___ Dataset extract

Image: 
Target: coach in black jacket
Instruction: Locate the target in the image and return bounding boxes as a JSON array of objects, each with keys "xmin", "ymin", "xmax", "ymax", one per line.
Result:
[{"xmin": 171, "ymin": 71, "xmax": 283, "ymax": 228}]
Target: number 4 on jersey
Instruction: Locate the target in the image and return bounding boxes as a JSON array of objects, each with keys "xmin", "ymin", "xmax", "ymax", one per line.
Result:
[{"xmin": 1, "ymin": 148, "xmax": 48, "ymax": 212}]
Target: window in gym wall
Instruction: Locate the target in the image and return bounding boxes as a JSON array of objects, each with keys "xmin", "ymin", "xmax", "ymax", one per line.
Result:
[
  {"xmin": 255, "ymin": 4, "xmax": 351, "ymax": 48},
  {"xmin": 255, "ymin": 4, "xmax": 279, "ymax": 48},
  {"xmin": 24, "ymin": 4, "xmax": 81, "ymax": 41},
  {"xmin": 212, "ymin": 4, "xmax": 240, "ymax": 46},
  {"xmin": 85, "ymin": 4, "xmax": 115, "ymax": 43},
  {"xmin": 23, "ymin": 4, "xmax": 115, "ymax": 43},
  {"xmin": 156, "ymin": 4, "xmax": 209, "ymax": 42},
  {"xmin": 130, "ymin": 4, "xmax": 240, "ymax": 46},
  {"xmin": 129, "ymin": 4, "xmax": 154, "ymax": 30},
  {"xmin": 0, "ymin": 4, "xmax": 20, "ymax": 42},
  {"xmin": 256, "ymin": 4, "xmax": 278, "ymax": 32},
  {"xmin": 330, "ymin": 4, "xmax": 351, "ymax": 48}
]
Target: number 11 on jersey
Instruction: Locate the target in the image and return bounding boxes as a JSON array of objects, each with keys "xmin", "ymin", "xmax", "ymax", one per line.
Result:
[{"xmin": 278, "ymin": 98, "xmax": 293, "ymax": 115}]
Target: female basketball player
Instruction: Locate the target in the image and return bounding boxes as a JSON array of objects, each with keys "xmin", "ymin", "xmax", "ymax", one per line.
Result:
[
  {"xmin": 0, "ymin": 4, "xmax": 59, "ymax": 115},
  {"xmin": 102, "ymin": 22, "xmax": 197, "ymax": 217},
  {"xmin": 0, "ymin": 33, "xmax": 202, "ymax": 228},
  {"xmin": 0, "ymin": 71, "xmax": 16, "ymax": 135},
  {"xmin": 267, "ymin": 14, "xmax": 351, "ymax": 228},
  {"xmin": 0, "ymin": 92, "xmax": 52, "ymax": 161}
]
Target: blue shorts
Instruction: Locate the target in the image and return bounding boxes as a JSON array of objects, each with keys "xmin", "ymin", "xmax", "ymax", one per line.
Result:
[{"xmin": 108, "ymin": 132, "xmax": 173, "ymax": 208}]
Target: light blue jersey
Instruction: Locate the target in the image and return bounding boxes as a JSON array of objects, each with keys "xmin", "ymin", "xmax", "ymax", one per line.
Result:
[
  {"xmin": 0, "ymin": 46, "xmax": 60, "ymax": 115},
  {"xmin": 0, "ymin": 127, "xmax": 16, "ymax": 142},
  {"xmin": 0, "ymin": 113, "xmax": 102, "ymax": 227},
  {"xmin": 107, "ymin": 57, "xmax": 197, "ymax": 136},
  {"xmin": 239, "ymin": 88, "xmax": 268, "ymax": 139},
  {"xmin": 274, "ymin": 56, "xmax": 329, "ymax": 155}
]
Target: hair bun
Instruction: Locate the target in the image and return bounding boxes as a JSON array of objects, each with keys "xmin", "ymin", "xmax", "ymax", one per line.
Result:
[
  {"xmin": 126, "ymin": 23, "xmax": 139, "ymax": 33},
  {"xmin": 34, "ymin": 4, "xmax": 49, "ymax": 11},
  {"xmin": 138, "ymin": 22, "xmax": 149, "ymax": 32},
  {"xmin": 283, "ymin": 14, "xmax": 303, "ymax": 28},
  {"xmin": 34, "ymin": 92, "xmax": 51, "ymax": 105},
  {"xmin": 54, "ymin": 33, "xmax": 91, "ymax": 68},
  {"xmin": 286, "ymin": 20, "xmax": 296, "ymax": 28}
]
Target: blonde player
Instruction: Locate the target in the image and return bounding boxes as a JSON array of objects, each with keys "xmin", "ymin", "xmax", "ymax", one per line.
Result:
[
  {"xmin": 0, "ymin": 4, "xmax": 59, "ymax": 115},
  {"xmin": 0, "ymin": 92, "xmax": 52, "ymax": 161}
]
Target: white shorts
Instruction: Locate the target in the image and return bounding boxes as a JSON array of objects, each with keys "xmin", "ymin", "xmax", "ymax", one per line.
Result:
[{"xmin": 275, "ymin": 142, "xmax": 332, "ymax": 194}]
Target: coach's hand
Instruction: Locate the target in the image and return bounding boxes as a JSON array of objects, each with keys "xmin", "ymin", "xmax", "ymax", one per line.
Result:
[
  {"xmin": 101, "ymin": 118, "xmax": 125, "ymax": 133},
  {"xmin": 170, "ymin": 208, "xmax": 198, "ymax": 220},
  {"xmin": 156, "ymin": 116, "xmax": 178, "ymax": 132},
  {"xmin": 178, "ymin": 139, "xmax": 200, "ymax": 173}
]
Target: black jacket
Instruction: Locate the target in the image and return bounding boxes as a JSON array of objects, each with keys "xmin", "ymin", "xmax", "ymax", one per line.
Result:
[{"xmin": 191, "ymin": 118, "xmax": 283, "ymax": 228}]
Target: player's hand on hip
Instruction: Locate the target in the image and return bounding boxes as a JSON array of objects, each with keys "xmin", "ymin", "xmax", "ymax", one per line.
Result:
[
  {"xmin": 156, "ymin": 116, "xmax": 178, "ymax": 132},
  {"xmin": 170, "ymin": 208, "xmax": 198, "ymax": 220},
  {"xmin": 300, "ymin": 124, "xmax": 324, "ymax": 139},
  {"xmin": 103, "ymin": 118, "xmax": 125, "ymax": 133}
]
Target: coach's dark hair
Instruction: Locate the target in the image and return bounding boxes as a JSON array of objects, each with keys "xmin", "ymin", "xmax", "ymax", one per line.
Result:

______

**Task requirements**
For this exercise, transcribe all the records exactly.

**Result for this exercise**
Image: 
Target: coach in black jacket
Instruction: Locate the target in the image and return bounding boxes as a JSON array of objects, each with keys "xmin", "ymin", "xmax", "ymax", one per line.
Result:
[{"xmin": 171, "ymin": 71, "xmax": 283, "ymax": 228}]
Target: number 4 on jersey
Instruction: Locate the target in the image and return bounding boxes as a JSON array of objects, each with keys "xmin", "ymin", "xmax", "ymax", one per line.
Result:
[{"xmin": 1, "ymin": 148, "xmax": 48, "ymax": 212}]
Target: window in gym wall
Instruction: Locate the target in the image and return bounding boxes as a JSON array of objects, each with keys "xmin", "ymin", "xmax", "ymax", one per line.
Result:
[
  {"xmin": 255, "ymin": 4, "xmax": 351, "ymax": 48},
  {"xmin": 255, "ymin": 4, "xmax": 279, "ymax": 48},
  {"xmin": 24, "ymin": 4, "xmax": 81, "ymax": 41},
  {"xmin": 212, "ymin": 4, "xmax": 240, "ymax": 46},
  {"xmin": 85, "ymin": 4, "xmax": 115, "ymax": 43},
  {"xmin": 23, "ymin": 4, "xmax": 115, "ymax": 43},
  {"xmin": 156, "ymin": 4, "xmax": 209, "ymax": 42},
  {"xmin": 130, "ymin": 4, "xmax": 240, "ymax": 46},
  {"xmin": 129, "ymin": 4, "xmax": 154, "ymax": 30},
  {"xmin": 0, "ymin": 4, "xmax": 20, "ymax": 42},
  {"xmin": 256, "ymin": 4, "xmax": 278, "ymax": 32},
  {"xmin": 330, "ymin": 4, "xmax": 351, "ymax": 48}
]
Target: number 11 on jersey
Instruction: Locate the target in the image and return bounding boxes as a JSON array of objects, each with keys "xmin", "ymin", "xmax", "ymax", one per line.
Result:
[{"xmin": 278, "ymin": 98, "xmax": 293, "ymax": 115}]
Target: female basketball player
Instruction: Locate the target in the image and return bounding boxes as a JSON array of objects, each with keys "xmin", "ymin", "xmax", "ymax", one per line.
Result:
[
  {"xmin": 0, "ymin": 4, "xmax": 59, "ymax": 115},
  {"xmin": 102, "ymin": 22, "xmax": 197, "ymax": 217},
  {"xmin": 0, "ymin": 33, "xmax": 202, "ymax": 228},
  {"xmin": 0, "ymin": 71, "xmax": 16, "ymax": 135},
  {"xmin": 267, "ymin": 14, "xmax": 351, "ymax": 228},
  {"xmin": 0, "ymin": 92, "xmax": 52, "ymax": 161}
]
Target: blue shorts
Instruction: Locate the target in the image and return bounding boxes as a JSON array of objects, each with keys "xmin", "ymin", "xmax", "ymax", one per line.
Result:
[{"xmin": 108, "ymin": 132, "xmax": 173, "ymax": 208}]
Target: light blue jersey
Instruction: Locate the target in the image and return bounding boxes as a JSON array of objects, each with keys "xmin", "ymin", "xmax", "ymax", one per line.
Result:
[
  {"xmin": 0, "ymin": 46, "xmax": 60, "ymax": 115},
  {"xmin": 0, "ymin": 127, "xmax": 16, "ymax": 142},
  {"xmin": 0, "ymin": 113, "xmax": 102, "ymax": 227},
  {"xmin": 107, "ymin": 57, "xmax": 197, "ymax": 136},
  {"xmin": 239, "ymin": 88, "xmax": 268, "ymax": 139},
  {"xmin": 274, "ymin": 56, "xmax": 329, "ymax": 155}
]
Target: hair bun
Instruction: Locate the target in the image and return bounding boxes as a JSON array of objects, each with keys "xmin", "ymin", "xmax", "ymax", one per line.
Result:
[
  {"xmin": 126, "ymin": 23, "xmax": 139, "ymax": 33},
  {"xmin": 34, "ymin": 4, "xmax": 49, "ymax": 11},
  {"xmin": 138, "ymin": 22, "xmax": 149, "ymax": 32},
  {"xmin": 283, "ymin": 14, "xmax": 303, "ymax": 28},
  {"xmin": 34, "ymin": 92, "xmax": 51, "ymax": 105},
  {"xmin": 54, "ymin": 33, "xmax": 91, "ymax": 68},
  {"xmin": 286, "ymin": 20, "xmax": 296, "ymax": 28}
]
Target: blonde player
Instruction: Locate the target in the image and return bounding boxes as a JSON array of objects, each with keys "xmin", "ymin", "xmax", "ymax", one per line.
Result:
[
  {"xmin": 0, "ymin": 4, "xmax": 59, "ymax": 115},
  {"xmin": 0, "ymin": 92, "xmax": 52, "ymax": 161}
]
Target: white shorts
Instruction: Locate the target in the image and return bounding boxes as a JSON array of objects, each with keys "xmin", "ymin", "xmax", "ymax", one per line.
Result:
[{"xmin": 275, "ymin": 142, "xmax": 332, "ymax": 194}]
Target: coach's hand
Instruction: Locate the target in the image and return bounding boxes as a JSON array of objects, each with keys "xmin", "ymin", "xmax", "ymax", one per line.
Result:
[
  {"xmin": 101, "ymin": 118, "xmax": 125, "ymax": 133},
  {"xmin": 170, "ymin": 208, "xmax": 198, "ymax": 220},
  {"xmin": 156, "ymin": 116, "xmax": 178, "ymax": 132},
  {"xmin": 178, "ymin": 139, "xmax": 200, "ymax": 173}
]
Target: black jacket
Instruction: Locate the target in the image and return bounding boxes as a JSON array of objects, each with keys "xmin", "ymin", "xmax", "ymax", one per line.
Result:
[{"xmin": 191, "ymin": 118, "xmax": 283, "ymax": 228}]
Target: player's hand on hip
Instruction: Locate the target in the image and return bounding boxes as a JSON array of objects, each with keys "xmin", "ymin", "xmax", "ymax", one per line.
Result:
[
  {"xmin": 156, "ymin": 116, "xmax": 178, "ymax": 132},
  {"xmin": 170, "ymin": 208, "xmax": 198, "ymax": 220},
  {"xmin": 300, "ymin": 124, "xmax": 324, "ymax": 139},
  {"xmin": 103, "ymin": 118, "xmax": 125, "ymax": 133}
]
Target: coach's dark hair
Instruction: Locate the target in the image and return bounding boxes as a JSON array of objects, each with keys "xmin", "ymin", "xmax", "ymax", one per line.
Result:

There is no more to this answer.